Start of Extracted records
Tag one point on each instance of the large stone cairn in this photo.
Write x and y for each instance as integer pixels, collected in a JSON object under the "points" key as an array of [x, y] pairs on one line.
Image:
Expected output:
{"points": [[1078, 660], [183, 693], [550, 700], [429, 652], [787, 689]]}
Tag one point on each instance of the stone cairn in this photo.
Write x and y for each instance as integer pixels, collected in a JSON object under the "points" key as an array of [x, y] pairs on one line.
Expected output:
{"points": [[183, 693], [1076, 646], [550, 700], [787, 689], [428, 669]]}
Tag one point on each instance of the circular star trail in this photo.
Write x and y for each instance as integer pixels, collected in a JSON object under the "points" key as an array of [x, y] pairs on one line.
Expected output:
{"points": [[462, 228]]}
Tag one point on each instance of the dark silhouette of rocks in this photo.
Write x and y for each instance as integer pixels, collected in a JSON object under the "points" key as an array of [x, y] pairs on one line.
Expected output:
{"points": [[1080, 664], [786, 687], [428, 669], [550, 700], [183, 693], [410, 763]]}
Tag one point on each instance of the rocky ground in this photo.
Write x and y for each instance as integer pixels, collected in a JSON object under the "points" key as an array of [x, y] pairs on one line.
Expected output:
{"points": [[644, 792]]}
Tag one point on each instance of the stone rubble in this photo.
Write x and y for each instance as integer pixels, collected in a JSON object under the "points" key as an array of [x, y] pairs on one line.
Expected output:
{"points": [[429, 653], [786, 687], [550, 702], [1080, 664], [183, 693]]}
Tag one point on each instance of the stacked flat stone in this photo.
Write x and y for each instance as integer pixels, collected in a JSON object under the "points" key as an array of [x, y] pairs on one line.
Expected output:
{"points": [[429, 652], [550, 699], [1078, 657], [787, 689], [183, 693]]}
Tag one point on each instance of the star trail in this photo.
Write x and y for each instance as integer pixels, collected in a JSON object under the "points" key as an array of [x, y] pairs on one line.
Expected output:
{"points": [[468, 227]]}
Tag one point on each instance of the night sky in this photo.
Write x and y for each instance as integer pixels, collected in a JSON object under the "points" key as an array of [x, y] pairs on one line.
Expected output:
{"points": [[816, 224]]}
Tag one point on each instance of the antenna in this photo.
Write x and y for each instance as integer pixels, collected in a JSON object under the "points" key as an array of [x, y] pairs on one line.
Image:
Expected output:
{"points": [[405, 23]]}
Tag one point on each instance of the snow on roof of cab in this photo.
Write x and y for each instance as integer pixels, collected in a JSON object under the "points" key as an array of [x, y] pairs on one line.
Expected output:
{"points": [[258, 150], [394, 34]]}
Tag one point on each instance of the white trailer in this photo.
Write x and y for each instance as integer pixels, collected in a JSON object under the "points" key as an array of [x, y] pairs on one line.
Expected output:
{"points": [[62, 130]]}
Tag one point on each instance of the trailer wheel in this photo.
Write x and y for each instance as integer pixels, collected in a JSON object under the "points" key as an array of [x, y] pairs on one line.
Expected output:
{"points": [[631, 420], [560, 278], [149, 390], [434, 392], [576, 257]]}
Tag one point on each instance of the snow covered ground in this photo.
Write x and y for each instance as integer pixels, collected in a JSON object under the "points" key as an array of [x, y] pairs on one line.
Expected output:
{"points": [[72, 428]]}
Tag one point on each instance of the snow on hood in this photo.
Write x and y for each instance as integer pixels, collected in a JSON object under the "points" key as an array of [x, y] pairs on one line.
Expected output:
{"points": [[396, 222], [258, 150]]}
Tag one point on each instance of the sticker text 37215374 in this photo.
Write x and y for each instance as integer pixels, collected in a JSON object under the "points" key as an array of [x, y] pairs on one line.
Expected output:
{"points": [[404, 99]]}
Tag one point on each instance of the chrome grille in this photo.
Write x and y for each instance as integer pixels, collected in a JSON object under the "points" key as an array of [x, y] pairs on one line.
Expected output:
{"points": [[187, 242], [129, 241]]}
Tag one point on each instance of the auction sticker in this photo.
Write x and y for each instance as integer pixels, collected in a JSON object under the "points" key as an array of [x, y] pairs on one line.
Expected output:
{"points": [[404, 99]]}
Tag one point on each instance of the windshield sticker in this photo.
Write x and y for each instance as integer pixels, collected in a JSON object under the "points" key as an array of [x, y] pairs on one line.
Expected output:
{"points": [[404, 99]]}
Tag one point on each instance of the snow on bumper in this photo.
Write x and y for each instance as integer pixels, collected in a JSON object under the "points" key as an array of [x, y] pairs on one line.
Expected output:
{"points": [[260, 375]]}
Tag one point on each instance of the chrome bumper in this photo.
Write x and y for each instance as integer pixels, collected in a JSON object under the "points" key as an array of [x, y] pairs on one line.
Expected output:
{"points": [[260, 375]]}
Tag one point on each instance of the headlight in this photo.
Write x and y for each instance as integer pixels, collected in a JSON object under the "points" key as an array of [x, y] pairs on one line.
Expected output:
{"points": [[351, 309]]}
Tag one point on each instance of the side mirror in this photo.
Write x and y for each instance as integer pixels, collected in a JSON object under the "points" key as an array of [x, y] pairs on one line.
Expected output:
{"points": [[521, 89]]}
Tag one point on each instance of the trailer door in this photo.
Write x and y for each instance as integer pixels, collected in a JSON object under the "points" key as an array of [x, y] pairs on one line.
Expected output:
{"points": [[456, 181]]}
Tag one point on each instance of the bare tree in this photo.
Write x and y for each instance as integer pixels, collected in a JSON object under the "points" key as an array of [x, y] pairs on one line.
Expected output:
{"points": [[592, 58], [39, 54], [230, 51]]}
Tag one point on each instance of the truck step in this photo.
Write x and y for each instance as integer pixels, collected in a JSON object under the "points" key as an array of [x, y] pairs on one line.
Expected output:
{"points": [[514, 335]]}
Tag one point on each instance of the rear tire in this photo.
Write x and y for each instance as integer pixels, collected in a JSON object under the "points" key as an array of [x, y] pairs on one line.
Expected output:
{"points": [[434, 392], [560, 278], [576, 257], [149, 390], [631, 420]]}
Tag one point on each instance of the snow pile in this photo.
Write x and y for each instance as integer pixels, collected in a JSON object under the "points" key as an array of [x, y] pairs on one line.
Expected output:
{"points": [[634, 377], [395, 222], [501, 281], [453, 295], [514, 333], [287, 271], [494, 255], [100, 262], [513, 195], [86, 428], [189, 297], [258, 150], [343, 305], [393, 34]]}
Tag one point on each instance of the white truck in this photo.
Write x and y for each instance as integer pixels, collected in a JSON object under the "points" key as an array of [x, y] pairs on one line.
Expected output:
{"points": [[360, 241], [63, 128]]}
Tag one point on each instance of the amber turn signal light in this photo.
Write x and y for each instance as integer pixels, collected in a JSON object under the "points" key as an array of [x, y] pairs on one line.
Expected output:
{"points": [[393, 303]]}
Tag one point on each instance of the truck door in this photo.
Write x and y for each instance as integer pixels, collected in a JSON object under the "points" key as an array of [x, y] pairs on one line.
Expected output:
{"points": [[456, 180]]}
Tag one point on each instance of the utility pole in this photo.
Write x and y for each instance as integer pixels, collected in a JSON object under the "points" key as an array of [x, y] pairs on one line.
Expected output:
End of Extracted records
- Do this: Print every entry exactly as written.

- In response:
Tag one point on each instance of the large stone cairn in this photo.
Write x and y for each instance as integer pixels, collected in a JSON object under the "points" key as an array of [x, y] pairs on one line.
Image:
Expected output:
{"points": [[1078, 660], [183, 693], [550, 700], [429, 652], [787, 689]]}
Tag one point on each instance of the stone cairn in this photo.
Write x and y for each instance as integer pixels, collected in a JSON object under the "points" key as an array of [x, y] pairs on one line.
Expected output:
{"points": [[183, 693], [1076, 646], [550, 700], [787, 689], [428, 669]]}
Tag one point on each instance of the circular star trail in this photo.
Write x and y for each instance as integer pixels, collected in a JSON object under the "points" key as an array of [x, y] pairs on one line.
Expected output:
{"points": [[462, 228]]}
Tag one point on each instance of the dark silhouette of rocks in this photo.
Write x and y for each instance as integer pixels, collected in a JSON object under the "points" key as an array of [x, y] pairs on one line.
Expected output:
{"points": [[1080, 664], [786, 687], [428, 669], [550, 700], [183, 693], [410, 763]]}
Tag one point on each instance of the rocky ground in this photo.
Write x and y for each instance as integer pixels, collected in a JSON object under the "points" key as an array of [x, y] pairs on one line.
Expected output:
{"points": [[644, 792]]}
Tag one point on each instance of the stone rubble in this photo.
Write x and y for each instance as integer pixels, collected in a JSON object under the "points" key as an array of [x, y] pairs on one line.
Expected output:
{"points": [[429, 653], [786, 687], [550, 702], [1080, 664], [183, 693]]}
Tag one point on each instance of the stacked flat stone in this photo.
Write x and y for each instance as integer pixels, collected in a JSON object under the "points" key as an array of [x, y] pairs on one line.
Expected output:
{"points": [[429, 652], [550, 699], [1078, 657], [787, 689], [183, 693]]}
Tag one point on each instance of the star trail in this photo.
Write x and y for each instance as integer pixels, collected in a JSON object under the "points" key as an array of [x, y] pairs on one line.
Expected output:
{"points": [[468, 227]]}
Tag one point on each instance of the night sky in this photo.
Write x and y for each instance as integer pixels, collected in a JSON object under the "points" key as an array of [x, y] pairs on one line.
Expected output:
{"points": [[816, 224]]}
Tag one point on each instance of the antenna in this photo.
Write x and y for each instance as integer pixels, collected in a JSON object under the "points" key as an array of [x, y] pairs on one line.
Image:
Expected output:
{"points": [[405, 23]]}
Tag one point on each instance of the snow on roof of cab in this photo.
Write x and y for each instance as integer pixels, collected in a JSON object under the "points" key as an array of [x, y] pairs on one line.
Expected output:
{"points": [[258, 150], [394, 34]]}
Tag one point on each instance of the white trailer in this photo.
Write x and y for each instance as integer pixels, collected in a JSON object under the "points" key as an array of [x, y] pairs on one line.
Expected output:
{"points": [[62, 130]]}
Tag one point on each instance of the trailer wheel in this photo.
Write x and y for each instance as integer pixels, collected in a JSON object under the "points" key as an array of [x, y] pairs on one line.
Expected output:
{"points": [[631, 420], [560, 278], [149, 390], [434, 392], [576, 257]]}
Tag one point on each instance of the snow covered ground in this photo.
Write x and y for each instance as integer pixels, collected in a JSON object under the "points" key as an array of [x, y] pairs on one line.
Expected output:
{"points": [[72, 428]]}
Tag one point on each instance of the snow on hood in this photo.
Write x and y for each instance as integer pixels, collected in a JSON object under the "points" key as an array of [x, y] pairs on one line.
Expected output:
{"points": [[396, 222], [258, 150]]}
Tag one point on each instance of the sticker text 37215374 in this photo.
Write x and y for each instance as integer pixels, collected in a JSON object under the "points" key as an array of [x, y] pairs on one line.
Expected output:
{"points": [[404, 99]]}
Tag one point on each instance of the chrome grille in this photo.
Write x and y for each instance as integer pixels, collected in a JSON object under the "points" key as an array of [x, y] pairs on one line.
Expected output:
{"points": [[187, 242], [129, 241]]}
Tag one point on each instance of the auction sticker in this photo.
Write x and y for each instance as integer pixels, collected in a JSON object under the "points" key as an array of [x, y] pairs on one line.
Expected output:
{"points": [[404, 99]]}
Tag one point on each instance of the windshield sticker in this photo.
Write x and y for each instance as integer pixels, collected in a JSON object under the "points" key as an array of [x, y] pairs on one line.
Expected output:
{"points": [[404, 99]]}
Tag one point on each instance of the snow on bumper in this photo.
Write x and y for each instance as integer pixels, collected in a JSON object under the "points" key as an array of [x, y] pairs on one line.
Expected output:
{"points": [[260, 375]]}
Tag one point on each instance of the chrome bumper in this photo.
Write x and y for each instance as integer pixels, collected in a JSON object under the "points" key as an array of [x, y] pairs on one line.
Expected output:
{"points": [[260, 375]]}
Tag one point on each instance of the headlight in this photo.
Write x and y for each instance as integer pixels, collected in a JSON object under the "points" key as an array of [x, y] pairs on one line.
Expected output:
{"points": [[351, 309]]}
Tag one point on each instance of the side mirror in this photo.
Write x and y for each instance as integer pixels, collected in a JSON object under the "points" key as an array of [x, y] pairs on one line.
Expected output:
{"points": [[521, 89]]}
Tag one point on each instance of the trailer door in this photo.
Write x and y for each instance as integer pixels, collected in a JSON object under the "points" key as an array of [x, y] pairs on one line.
Expected output:
{"points": [[456, 181]]}
Tag one point on each instance of the bare tree in this photo.
Write x and y for each instance as integer pixels, collected in a JSON object under the "points" key as an array of [x, y] pairs on one line.
Expected output:
{"points": [[592, 58], [39, 54], [230, 51]]}
Tag one point on each instance of the truck step in this photo.
Write x and y for each instance as integer pixels, collected in a JSON object under the "points" key as an array of [x, y] pairs on one line.
Expected output:
{"points": [[514, 335]]}
Tag one point on each instance of the rear tire in this photo.
Write x and y for each instance as integer pixels, collected in a JSON object under the "points" key as an array of [x, y] pairs on one line.
Expected output:
{"points": [[434, 392], [560, 278], [576, 257], [149, 390], [631, 420]]}
Tag one point on each instance of the snow pile in this photo.
Write x and y for each instance as integer pixels, collected in a JSON object under the "points" key as an array of [x, y] pairs on one line.
Expected output:
{"points": [[634, 377], [395, 222], [501, 281], [453, 295], [514, 333], [287, 271], [494, 255], [100, 262], [513, 195], [86, 428], [189, 297], [258, 150], [343, 305], [393, 34]]}
Tag one point on each instance of the white truck in this photo.
Write x and y for each instance as integer pixels, collected in a JSON object under the "points" key as an array of [x, y] pairs on one line.
Expected output:
{"points": [[360, 241], [63, 128]]}
Tag one point on each instance of the amber turn signal light in this photo.
Write x and y for each instance as integer pixels, collected in a JSON object under the "points" key as an array of [x, y] pairs on one line.
Expected output:
{"points": [[393, 303]]}
Tag one point on each instance of the truck door in this photo.
Write x and y for each instance as integer pixels, collected in a JSON object under the "points" key as an array of [x, y] pairs on one line.
Expected output:
{"points": [[456, 180]]}
Tag one point on each instance of the utility pole in this photo.
Write x and y for each instance as integer pixels, collected in a JSON object under the "points" key as an array of [x, y] pairs on one line.
Expected output:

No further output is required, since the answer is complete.